→ **WHAT IS NEEDED**:
Could you write out the records below exactly, without omitting a line?

→ **DATA FOR THIS EXERCISE**:
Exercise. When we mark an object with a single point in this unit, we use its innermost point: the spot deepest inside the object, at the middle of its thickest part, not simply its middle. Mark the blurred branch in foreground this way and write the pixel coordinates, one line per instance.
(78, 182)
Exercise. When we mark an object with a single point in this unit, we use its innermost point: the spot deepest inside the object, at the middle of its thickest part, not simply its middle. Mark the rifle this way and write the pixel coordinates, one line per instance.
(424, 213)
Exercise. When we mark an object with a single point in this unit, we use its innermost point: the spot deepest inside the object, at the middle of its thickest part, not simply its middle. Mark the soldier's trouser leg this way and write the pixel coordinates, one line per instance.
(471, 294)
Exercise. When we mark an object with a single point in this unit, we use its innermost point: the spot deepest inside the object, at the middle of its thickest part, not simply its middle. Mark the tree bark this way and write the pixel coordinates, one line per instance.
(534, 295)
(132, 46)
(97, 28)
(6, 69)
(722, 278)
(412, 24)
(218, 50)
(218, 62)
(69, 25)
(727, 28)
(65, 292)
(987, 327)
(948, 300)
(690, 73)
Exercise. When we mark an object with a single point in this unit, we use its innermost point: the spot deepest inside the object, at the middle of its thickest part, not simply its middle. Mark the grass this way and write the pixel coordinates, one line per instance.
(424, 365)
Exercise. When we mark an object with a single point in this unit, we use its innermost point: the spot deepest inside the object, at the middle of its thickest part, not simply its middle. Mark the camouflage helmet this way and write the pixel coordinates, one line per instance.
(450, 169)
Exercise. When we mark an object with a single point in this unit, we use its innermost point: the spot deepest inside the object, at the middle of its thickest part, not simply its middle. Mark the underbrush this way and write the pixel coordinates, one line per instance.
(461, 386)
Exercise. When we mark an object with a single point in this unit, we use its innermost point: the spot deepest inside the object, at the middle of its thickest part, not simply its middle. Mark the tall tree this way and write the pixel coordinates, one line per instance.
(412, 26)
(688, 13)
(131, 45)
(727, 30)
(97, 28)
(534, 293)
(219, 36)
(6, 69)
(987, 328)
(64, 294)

→ **SOLUTION**:
Exercise. When we mark an object with a single point in this unit, we use its innermost point: the spot deepest inside the object, at the middle of its thickest part, not simply its middle. Mark the blurred branch in foreground this way and write the pixel coordinates, one line per instance.
(78, 182)
Exercise. When we mark an object with a single point in this unit, we use its innermost point: the spot deepest inside the object, at the middle of its thickest part, not simply its middle. Mark the rifle this way and write the pixel coordinates, one line per instance.
(424, 213)
Exercise. When we mark an object with a single point in this unit, we use its innermost point: the spot deepest inside the object, at the middle of its thickest part, not simply its middle. Mark the soldier's trouser leg this way and write the pixel coordinates, one line per instance.
(471, 294)
Exercise. When we mark an object with a single point in this unit, we use its innermost point: the spot deepest inside the object, at the middle of its thickest part, not simply its middle. Mark the tree bark this way and write the pixel coordinates, one line per instance.
(534, 295)
(132, 46)
(97, 28)
(6, 69)
(722, 278)
(412, 24)
(218, 50)
(218, 62)
(69, 25)
(727, 28)
(65, 292)
(987, 327)
(948, 300)
(690, 73)
Exercise. When we mark an object with a single point in this unit, we use its innermost point: the spot deepest inside the object, at the middle of its thickest part, not simply its middle. Mark the grass this way and write the pixel coordinates, one line per instance.
(424, 365)
Exercise. When we mark an object with a single point in this unit, we use its innermost point: the spot deepest inside the object, at the middle of its thickest part, not simply its middle. Mark the camouflage helmet this way and write the pixel coordinates, one line per instance.
(450, 169)
Exercise. When we mark an object with a single point in this unit, we use its innermost point: the spot deepest inside the object, at the middle of its thickest part, not simply its middle. Mark the underbrush this way and write the pixel coordinates, one line per instance.
(461, 386)
Exercise. When we mark an object with a single point in this unit, we use its innermost point: the spot deepest inside the object, at the middle of its thickest part, not simply its middle. Mark the tall tree this way and write the pixel coordinates, one line per instance.
(412, 26)
(688, 13)
(131, 45)
(727, 30)
(97, 28)
(534, 293)
(219, 36)
(6, 69)
(987, 328)
(64, 294)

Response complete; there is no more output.